All the precepts looked at so far contribute to the building
of character. A person of character is one who hates cruelty,
despises softness, and detests those who climb on the shoulders
of others. He recognizes the dignity of duty, fairness, sympathy,
cooperation, and all the other things that make a decent
society possible. He has taste, which is the instinctive and
instant preferring of one material object to another without
any obvious reason.
These are essential to making the most of life. They imply
development of the whole man and the harmonizing of all his
parts.
To live a full life you need to score heavily on interests,
tapping your energies and your store of qualities through
a great variety of outlets. A person who is not wise enough
to seek diversity of interests leads a monotonous and thin
life, and is subject to the evils of satiety and boredom.
Look around at people who are laggards in business: are
they not people who have buried themselves in their immediate
occupations? They never give a thought to what they need to
know or do so as to ready themselves for the next stage of
advancement. They see facts singly or in twos or threes, but
their sight becomes blurred and dim when they try to grasp
in their rough proportions all the multitude of facts that
compose a future situation.
If you are "wellrounded" everything you do will be
done with enthusiasm, a sense of values, imaginative thinking,
and selfconfidence.
Without enthusiasm you are living only half a life, merely
"getting by". This most dynamic of human qualities can be
pictured as the ideal descended on earth to battle with realities.
It is the wholeheartedness that carries you through
difficult tasks and routine activities.

---

== TO-DO LIST ==
1. Swap "deepest" for "farthest" in the records, from the line holding "Please mark the wooden" through the end of the records, inclusive, and give those lines again with nothing else altered.
2. Extend the passage on character and living a full life, continuing after its final sentence.

---

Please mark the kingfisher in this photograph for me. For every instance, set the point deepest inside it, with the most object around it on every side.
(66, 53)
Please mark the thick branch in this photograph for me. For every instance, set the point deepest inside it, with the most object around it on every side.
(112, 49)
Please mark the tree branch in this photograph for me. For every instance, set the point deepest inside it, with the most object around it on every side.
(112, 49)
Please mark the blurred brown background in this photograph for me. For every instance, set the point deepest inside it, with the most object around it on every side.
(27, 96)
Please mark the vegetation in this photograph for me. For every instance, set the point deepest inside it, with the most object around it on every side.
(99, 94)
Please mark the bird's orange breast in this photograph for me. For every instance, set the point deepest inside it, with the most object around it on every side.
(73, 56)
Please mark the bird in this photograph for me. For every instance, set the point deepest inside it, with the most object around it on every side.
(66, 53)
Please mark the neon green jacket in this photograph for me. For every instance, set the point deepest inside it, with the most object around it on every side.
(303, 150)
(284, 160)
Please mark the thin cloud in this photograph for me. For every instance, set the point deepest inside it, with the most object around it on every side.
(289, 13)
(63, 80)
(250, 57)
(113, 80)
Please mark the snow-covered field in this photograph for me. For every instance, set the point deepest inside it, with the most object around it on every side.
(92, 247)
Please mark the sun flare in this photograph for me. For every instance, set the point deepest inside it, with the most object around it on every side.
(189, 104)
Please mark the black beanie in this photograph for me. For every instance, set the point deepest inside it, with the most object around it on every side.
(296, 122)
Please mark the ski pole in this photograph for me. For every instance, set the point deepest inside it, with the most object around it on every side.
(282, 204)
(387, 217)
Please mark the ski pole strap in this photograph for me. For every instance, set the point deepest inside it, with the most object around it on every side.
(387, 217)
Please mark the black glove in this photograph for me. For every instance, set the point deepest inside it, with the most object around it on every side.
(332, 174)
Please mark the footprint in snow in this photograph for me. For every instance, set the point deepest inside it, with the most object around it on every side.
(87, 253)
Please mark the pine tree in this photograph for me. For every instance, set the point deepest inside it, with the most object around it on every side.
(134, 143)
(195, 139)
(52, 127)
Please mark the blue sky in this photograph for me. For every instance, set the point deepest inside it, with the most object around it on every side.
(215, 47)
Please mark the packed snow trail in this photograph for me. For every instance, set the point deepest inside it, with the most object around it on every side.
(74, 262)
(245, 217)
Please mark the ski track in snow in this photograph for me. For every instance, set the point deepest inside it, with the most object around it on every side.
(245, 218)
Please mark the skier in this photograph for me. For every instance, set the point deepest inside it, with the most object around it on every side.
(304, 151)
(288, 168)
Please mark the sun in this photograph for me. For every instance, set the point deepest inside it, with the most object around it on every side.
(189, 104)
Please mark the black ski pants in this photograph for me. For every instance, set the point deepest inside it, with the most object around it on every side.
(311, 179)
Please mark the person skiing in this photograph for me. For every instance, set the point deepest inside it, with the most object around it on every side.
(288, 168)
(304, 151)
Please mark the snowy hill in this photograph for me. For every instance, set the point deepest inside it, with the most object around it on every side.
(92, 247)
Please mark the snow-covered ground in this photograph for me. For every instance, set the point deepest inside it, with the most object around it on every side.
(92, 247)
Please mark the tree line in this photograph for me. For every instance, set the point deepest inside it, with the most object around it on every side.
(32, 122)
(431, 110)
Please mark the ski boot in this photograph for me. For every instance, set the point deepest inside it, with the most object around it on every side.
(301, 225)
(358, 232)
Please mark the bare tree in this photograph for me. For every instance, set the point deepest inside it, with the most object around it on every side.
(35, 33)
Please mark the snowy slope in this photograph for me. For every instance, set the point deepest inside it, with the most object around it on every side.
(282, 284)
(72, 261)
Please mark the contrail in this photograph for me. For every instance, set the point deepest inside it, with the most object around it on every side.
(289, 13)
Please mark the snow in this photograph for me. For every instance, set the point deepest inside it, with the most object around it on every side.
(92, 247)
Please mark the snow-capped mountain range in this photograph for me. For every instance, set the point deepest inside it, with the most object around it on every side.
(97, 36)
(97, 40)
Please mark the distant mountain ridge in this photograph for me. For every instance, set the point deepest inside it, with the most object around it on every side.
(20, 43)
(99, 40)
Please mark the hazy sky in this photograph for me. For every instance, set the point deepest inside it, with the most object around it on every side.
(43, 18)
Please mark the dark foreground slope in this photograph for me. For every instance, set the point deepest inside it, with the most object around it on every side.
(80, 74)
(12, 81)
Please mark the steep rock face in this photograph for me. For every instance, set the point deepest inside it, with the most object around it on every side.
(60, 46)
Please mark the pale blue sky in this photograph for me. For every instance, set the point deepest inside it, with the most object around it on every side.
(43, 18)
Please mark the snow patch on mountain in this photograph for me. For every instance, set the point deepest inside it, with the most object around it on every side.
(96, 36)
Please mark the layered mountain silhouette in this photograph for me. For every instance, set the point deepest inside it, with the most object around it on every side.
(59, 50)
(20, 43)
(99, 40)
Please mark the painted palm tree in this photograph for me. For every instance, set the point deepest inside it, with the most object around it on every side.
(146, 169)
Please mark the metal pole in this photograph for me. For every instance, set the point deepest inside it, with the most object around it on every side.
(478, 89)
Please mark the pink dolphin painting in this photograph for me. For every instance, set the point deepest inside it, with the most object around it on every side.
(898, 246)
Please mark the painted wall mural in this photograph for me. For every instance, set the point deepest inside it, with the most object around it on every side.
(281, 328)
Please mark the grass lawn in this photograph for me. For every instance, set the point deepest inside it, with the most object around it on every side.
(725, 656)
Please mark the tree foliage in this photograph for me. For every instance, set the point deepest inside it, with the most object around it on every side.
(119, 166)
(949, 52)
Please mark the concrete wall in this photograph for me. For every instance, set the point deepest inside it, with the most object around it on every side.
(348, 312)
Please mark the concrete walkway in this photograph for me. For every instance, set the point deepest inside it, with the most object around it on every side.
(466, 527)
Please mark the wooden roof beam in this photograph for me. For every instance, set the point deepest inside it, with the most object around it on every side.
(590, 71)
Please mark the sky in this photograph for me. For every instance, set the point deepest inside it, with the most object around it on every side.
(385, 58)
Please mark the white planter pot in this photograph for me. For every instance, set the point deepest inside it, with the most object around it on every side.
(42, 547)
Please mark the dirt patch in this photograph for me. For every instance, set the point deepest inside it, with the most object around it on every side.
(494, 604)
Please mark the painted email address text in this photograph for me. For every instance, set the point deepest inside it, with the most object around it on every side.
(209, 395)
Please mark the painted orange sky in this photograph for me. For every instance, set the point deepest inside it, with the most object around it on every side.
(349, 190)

---

== WRITTEN RESPONSES ==
1.
Please mark the wooden roof beam in this photograph for me. For every instance, set the point farthest inside it, with the most object around it on every side.
(590, 71)
Please mark the sky in this photograph for me. For every instance, set the point farthest inside it, with the most object around it on every side.
(385, 58)
Please mark the white planter pot in this photograph for me. For every instance, set the point farthest inside it, with the most object around it on every side.
(42, 547)
Please mark the dirt patch in this photograph for me. For every instance, set the point farthest inside it, with the most object around it on every side.
(494, 604)
Please mark the painted email address text in this photograph for me. For every instance, set the point farthest inside it, with the most object around it on every side.
(209, 395)
Please mark the painted orange sky in this photograph for me. For every instance, set the point farthest inside it, with the most object around it on every side.
(349, 190)

2.
Another word for it is "zest", defined by the dictionary
as "gusto, something that gives a relish". Having zest means
that you are so eager about living that you can hardly wait
for morning to get started again. It makes life perpetually
fascinating.
Should one of your enthusiasms run into an immovable barrier,
call your sense of values to your aid. Here is a chance to
test your standards, to put first things first, to give up
the lesser good in favour of the greater good. So long as
you have not lost the something in your life which is vital
to you, continue with your usual zest to do the important
things.
Use your imagination
Imaginative thinking is necessary if you are not to be merely
a plodder, but you must be able to dream without making dreams
your master. Imagination is not a sedative to deaden life,
but a force toward a more abundant life. It is the mind's
ability to recall past experiences and relate them to new
situations in combinations of infinite variety.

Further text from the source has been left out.